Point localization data
● ● ●
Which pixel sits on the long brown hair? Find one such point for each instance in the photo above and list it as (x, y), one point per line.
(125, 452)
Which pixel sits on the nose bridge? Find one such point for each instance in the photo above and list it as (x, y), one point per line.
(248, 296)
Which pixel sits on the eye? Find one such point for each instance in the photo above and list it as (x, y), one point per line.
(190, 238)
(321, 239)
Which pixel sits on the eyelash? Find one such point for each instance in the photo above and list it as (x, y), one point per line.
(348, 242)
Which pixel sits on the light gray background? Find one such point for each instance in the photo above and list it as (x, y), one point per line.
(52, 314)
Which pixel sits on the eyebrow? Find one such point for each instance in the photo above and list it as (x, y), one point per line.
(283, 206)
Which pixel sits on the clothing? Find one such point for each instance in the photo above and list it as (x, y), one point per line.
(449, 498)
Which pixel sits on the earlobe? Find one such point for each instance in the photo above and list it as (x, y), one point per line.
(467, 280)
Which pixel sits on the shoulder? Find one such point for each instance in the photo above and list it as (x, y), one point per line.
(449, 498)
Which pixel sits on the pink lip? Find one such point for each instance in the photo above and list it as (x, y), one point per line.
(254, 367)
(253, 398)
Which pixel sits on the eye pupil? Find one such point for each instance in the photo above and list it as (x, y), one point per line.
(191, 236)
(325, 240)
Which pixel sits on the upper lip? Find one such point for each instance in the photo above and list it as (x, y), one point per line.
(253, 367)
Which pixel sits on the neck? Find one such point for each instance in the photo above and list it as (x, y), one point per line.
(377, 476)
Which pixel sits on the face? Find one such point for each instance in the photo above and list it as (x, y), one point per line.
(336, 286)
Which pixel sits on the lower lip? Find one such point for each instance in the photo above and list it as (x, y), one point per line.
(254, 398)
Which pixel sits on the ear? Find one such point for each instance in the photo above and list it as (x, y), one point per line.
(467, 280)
● ● ●
The expected output is every record, repeated exactly.

Which pixel sits on the long brown hair? Find one such point for each instance in the photo above and list it as (x, y), one point per line.
(125, 452)
Which pixel sits on the nose bridge? Find one such point for each instance in the photo above and list it as (x, y), one point per line.
(248, 296)
Which pixel sits on the eye? Find one such point for each instance in the photo above and list it as (x, y), one point per line.
(190, 238)
(321, 239)
Which pixel sits on the eyelash? Find one such point for each instance in the photo above and list it as (x, y), one point per line.
(348, 242)
Which pixel sits on the light gray background? Find one such point for each instance in the photo above and list it as (x, y), one point per line.
(52, 314)
Which pixel sits on the eyebrow? Find one such point for each instance in the photo above and list it as (x, y), one point per line.
(283, 206)
Which pixel sits on the clothing? Find one such point for each instance in the photo above and list it as (x, y), one point per line.
(449, 498)
Which pixel sits on the earlobe? Find one such point for each instance in the photo above and list it as (x, y), one point per line.
(467, 280)
Which pixel sits on the shoulder? Find one such point for each instance in the photo above and list it as (x, y), one point per line.
(449, 498)
Which pixel sits on the pink lip? Find one such point for each instance in the photo above and list it as (x, y), one point per line.
(254, 367)
(253, 398)
Which pixel sits on the eye pupil? Find one such point for each instance in the photo above and list it as (x, y), one point per line.
(191, 236)
(325, 240)
Which pixel sits on the upper lip? Find one such point for each instance in the photo above and list it as (x, y), one point per line.
(253, 367)
Which pixel sits on the neck? Find one such point for each instance in the photo above and list it as (x, y), one point per line.
(377, 476)
Which pixel sits on the face? Find one such point for each instance in the photo above and list it as (x, y), one point per line.
(336, 286)
Which pixel sits on the lower lip? Find one such point for each instance in the photo above and list it as (x, y), one point per line.
(254, 398)
Which pixel sits on the ear? Find one such point for each instance in the photo above and list it as (x, y), one point per line.
(467, 280)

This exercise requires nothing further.